Work instructions = In the text below on the unique names assumption, how many inequality axioms does it say would otherwise be written for n individuals?

Text provided =
— START —

# 13.7.2 Unique Names Assumption

Instead of being agnostic about the equality of each term and expecting the user to axiomatize which names denote the same individual and which denote different individuals, it is often easier to have the convention that different ground terms denote different individuals.

###### Example 13.45.

Consider a student database example where a student must have two courses as science electives. Suppose a student has passed $math302$ and $psyc303$; then you only know whether they have passed two courses if you know $math302\neq psyc303$. That is, the constants $math302$ and $psyc303$ denote different courses. Thus, you must know which course numbers denote different courses. Rather than writing $n*(n-1)/2$ inequality axioms for $n$ individuals, it may be better to have the convention that every course number denotes a different course and thus the use of inequality axioms is avoided.

— END —

Raw records =
— START —

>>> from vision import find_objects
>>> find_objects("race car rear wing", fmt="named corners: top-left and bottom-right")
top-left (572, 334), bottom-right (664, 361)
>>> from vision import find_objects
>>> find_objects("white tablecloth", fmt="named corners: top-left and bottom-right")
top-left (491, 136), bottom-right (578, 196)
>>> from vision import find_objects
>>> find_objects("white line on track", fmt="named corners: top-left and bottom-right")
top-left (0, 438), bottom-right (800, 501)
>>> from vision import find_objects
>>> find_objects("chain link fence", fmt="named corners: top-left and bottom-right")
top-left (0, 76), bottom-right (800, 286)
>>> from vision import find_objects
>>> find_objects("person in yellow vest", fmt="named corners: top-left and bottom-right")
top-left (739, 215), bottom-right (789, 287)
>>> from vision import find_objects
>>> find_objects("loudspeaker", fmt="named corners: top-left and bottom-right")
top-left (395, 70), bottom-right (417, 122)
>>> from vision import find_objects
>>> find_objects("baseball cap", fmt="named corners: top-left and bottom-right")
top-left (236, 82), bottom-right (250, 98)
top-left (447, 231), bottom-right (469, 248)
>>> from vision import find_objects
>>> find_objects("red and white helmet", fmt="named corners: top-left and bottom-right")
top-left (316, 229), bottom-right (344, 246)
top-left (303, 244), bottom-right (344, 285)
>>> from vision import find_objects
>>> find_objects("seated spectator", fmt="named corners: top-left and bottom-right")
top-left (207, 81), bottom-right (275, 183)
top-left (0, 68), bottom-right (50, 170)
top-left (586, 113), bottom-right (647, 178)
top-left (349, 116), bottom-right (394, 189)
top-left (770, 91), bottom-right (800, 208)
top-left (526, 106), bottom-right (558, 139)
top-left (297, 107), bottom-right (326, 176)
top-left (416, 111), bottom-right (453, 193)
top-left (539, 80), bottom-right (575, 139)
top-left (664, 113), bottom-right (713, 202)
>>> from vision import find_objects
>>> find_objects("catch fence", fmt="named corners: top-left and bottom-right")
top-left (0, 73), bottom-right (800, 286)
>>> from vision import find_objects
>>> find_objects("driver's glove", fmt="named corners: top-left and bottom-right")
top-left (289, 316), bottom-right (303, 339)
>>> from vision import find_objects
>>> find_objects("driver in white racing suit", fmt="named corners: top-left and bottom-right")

— END —

Output below = n*(n-1)/2 inequality axioms.